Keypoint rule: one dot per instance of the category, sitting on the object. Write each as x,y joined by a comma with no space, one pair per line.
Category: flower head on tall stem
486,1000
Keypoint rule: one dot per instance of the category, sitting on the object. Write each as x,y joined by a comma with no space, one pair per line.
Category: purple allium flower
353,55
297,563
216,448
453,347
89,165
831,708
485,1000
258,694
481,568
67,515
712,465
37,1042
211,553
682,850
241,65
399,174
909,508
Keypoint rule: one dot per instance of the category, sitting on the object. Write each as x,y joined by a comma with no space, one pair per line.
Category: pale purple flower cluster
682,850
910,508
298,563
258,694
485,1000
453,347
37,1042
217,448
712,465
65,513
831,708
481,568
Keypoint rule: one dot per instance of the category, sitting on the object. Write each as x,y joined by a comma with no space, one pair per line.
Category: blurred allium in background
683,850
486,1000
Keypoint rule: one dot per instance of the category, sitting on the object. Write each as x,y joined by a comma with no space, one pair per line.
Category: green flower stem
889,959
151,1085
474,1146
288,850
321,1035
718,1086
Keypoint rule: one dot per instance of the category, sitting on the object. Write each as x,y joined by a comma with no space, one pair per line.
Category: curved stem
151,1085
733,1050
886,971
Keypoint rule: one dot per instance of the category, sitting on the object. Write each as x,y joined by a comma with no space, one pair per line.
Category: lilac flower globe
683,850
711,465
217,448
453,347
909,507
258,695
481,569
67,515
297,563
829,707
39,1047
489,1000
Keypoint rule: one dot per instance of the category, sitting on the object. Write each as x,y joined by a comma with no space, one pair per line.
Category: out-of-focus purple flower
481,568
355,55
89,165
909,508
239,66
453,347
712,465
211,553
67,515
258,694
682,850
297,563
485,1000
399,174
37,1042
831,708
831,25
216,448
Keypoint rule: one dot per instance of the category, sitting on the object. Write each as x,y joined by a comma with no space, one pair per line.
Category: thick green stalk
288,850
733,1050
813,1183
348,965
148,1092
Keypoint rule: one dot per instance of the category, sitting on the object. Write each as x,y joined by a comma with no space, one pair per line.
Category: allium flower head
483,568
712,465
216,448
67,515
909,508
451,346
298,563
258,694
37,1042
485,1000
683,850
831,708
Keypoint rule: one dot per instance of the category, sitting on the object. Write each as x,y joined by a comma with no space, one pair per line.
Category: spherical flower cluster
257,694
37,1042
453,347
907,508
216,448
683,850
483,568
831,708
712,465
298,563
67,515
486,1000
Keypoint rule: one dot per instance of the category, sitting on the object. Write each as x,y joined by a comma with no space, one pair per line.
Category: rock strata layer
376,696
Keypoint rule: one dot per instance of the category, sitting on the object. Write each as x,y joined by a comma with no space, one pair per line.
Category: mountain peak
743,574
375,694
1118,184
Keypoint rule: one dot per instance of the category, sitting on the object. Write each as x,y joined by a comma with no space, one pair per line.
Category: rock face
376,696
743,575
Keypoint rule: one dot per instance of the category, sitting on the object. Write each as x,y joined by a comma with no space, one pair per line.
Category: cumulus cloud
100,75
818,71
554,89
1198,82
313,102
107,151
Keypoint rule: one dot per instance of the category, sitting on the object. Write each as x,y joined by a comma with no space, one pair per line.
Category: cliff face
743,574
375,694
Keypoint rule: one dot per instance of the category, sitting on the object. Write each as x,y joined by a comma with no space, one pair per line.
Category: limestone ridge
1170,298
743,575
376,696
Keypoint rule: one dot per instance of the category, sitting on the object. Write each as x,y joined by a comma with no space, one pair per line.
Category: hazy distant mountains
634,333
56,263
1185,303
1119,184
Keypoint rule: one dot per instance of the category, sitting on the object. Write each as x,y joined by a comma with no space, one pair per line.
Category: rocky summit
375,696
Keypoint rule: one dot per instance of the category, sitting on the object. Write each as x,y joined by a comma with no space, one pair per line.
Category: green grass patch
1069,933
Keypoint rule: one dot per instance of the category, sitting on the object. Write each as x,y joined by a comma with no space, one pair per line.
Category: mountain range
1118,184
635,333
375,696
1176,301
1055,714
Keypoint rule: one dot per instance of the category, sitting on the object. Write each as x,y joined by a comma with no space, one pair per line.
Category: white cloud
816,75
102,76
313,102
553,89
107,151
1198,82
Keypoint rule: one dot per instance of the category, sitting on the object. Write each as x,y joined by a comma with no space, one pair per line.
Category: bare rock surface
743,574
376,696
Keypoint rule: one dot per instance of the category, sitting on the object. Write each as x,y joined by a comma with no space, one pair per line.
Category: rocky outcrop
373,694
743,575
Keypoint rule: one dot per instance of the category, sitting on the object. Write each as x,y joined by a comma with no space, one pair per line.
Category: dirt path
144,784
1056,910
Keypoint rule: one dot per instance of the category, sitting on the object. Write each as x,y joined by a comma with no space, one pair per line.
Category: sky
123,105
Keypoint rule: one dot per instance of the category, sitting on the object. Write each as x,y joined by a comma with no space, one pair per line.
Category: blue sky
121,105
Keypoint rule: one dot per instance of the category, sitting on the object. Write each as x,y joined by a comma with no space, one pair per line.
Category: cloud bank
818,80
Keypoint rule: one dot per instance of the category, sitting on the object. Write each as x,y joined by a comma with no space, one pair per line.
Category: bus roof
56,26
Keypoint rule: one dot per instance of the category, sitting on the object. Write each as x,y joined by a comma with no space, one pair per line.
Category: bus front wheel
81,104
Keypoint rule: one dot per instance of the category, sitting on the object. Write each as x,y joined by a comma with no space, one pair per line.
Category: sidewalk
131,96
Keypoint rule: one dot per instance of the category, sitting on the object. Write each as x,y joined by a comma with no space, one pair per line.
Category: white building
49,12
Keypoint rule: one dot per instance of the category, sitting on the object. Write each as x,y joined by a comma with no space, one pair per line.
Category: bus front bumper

-- BRIEF --
Each entry above is to be quoted exactly.

-- RESPONSE TO THE EXERCISE --
Keypoint rule: one dot per instance of the category, sitting on the object. Write each as x,y joined by a comma with no space, one pair per line.
Category: flower head on tall stem
486,1000
Keypoint rule: one dot per instance of the category, sitting on the object. Write each as x,y joined by a comma with no space, one pair per line.
Category: purple allium flower
353,55
297,563
216,448
453,347
89,165
831,708
485,1000
258,694
481,568
67,515
712,465
37,1042
211,553
682,850
241,65
399,174
909,508
Keypoint rule: one dot per instance of the category, sitting on the object. Write each as x,y joined by a comma with no space, one pair per line.
Category: pale purple flower cluster
682,850
910,508
298,563
258,694
485,1000
453,347
37,1042
217,448
712,465
65,513
831,708
481,568
Keypoint rule: one dot per instance of the category, sitting on the object. Write each as x,y joined by a comma with no space, one pair per line.
Category: blurred allium in background
683,850
486,1000
Keypoint rule: one dot per instance of the category, sitting on the object. Write each as x,y joined by a comma with no space, one pair per line.
Category: green flower stem
889,959
151,1085
474,1146
288,850
321,1035
718,1086
Keypoint rule: one dot per instance of the category, sitting on the object. Write each as x,y joined by a comma with no space, one pair per line.
Category: curved stem
151,1085
733,1050
886,971
Keypoint rule: one dot per instance of the category, sitting on the object. Write each as x,y joined by a comma with no space, one pair per line.
Category: lilac flower globe
683,850
711,465
217,448
453,347
909,507
258,695
481,569
67,515
297,563
829,707
39,1047
489,1000
Keypoint rule: one dot per instance of the category, sitting on the object. Write each as x,y joined by a comma with no space, one pair per line.
Category: out-of-focus purple flower
481,568
355,55
89,165
909,508
239,66
453,347
712,465
211,553
67,515
258,694
682,850
297,563
485,1000
399,174
37,1042
831,708
831,25
216,448
Keypoint rule: one dot per instance of the category, sitting on the object. Write each as x,y joined by a comma with no space, one pair per line.
Category: thick green stalk
288,850
733,1050
813,1183
348,965
148,1092
Keypoint rule: one dot per instance of the category, sitting on the object. Write each as x,y joined by a comma with no space, one pair per line.
Category: allium flower head
483,568
712,465
216,448
67,515
909,508
451,346
298,563
258,694
37,1042
485,1000
683,850
831,708
Keypoint rule: one dot per instance of the category, sitting on the object. Write each as x,y joined by a comma with no space, one pair per line.
Category: spherical flower cluster
257,694
37,1042
453,347
907,508
216,448
683,850
483,568
831,708
712,465
298,563
67,515
486,1000
Keypoint rule: one dot per instance of the category, sitting on the object. Write each as x,y joined by a comma with no space, one pair per line.
Category: rock strata layer
376,696
Keypoint rule: one dot per instance of the category, sitting on the object. Write each as x,y joined by a comma with no space, one pair per line.
Category: mountain peak
743,574
375,694
1118,184
Keypoint rule: one dot per instance of the category, sitting on the object. Write each as x,y joined by a comma with no space, one pair per line.
Category: rock face
376,696
743,575
Keypoint rule: one dot per instance of the category, sitting on the object. Write each as x,y joined by a comma with no space, one pair per line.
Category: cumulus cloud
100,75
818,71
554,89
1198,82
313,102
107,151
Keypoint rule: one dot per instance of the category, sitting on the object. Write each as x,y joined by a comma with no space, one pair per line.
Category: cliff face
743,574
375,694
Keypoint rule: one dot per instance of the category, sitting on the object. Write each as x,y joined by a comma with no space, one pair per line.
Category: limestone ridge
1170,298
743,575
376,696
Keypoint rule: one dot per instance of the category, sitting on the object. Write each as x,y joined by a comma with no space, one pair per line.
Category: hazy distant mountains
634,333
56,263
1185,303
1119,184
Keypoint rule: one dot per instance of the category, sitting on the object. Write each as x,y joined by a comma with no space, one pair per line.
Category: rocky summit
375,696
Keypoint rule: one dot per instance of the category, sitting on the object. Write each as x,y joined by a comma with no space, one pair per line.
Category: green grass patch
1069,933
Keypoint rule: one dot per instance of the category, sitting on the object. Write each as x,y joined by a comma with no space, one pair per line.
Category: mountain range
1118,184
635,333
375,696
1176,301
1055,714
Keypoint rule: one dot per instance of the category, sitting on the object. Write each as x,y joined by a comma with no space, one pair per line.
Category: white cloud
816,75
102,76
313,102
553,89
107,151
1198,82
Keypoint rule: one dot per instance of the category, sitting on the object. Write each as x,y joined by a comma with no space, one pair per line.
Category: bare rock surface
743,574
376,696
Keypoint rule: one dot per instance of the category, sitting on the object. Write each as x,y joined by a comma with no space, one pair per line.
Category: rocky outcrop
373,694
743,575
Keypoint rule: one dot per instance of the category, sitting on the object. Write each as x,y joined by a comma with no space, one pair per line.
Category: dirt path
144,784
1056,910
Keypoint rule: one dot per instance of the category, sitting on the object. Write each as x,y joined by a comma with no space, one pair per line.
Category: sky
123,105
Keypoint rule: one dot per instance of the category, sitting on the object. Write each as x,y joined by a comma with no space, one pair per line.
Category: blue sky
121,105
Keypoint rule: one dot per instance of the category, sitting on the object. Write each as x,y joined by a comma with no space, one pair per line.
Category: cloud bank
818,80
Keypoint rule: one dot per instance of the category, sitting on the object. Write each as x,y joined by a comma with no space, one pair per line.
Category: bus roof
56,26
Keypoint rule: one dot per instance of the category, sitting on the object. Write each as x,y joined by a comma with no space, one pair per line.
Category: bus front wheel
81,104
Keypoint rule: one dot per instance of the category, sitting on the object. Write each as x,y joined by a comma with no space, one pair per line.
Category: sidewalk
131,96
Keypoint rule: one dot per instance of the category, sitting on the object. Write each as x,y joined by a comma with no space, one pair per line.
Category: white building
49,12
Keypoint rule: one dot per instance of the category, sitting on the object. Write each as x,y joined by a comma with no space, one pair per line.
Category: bus front bumper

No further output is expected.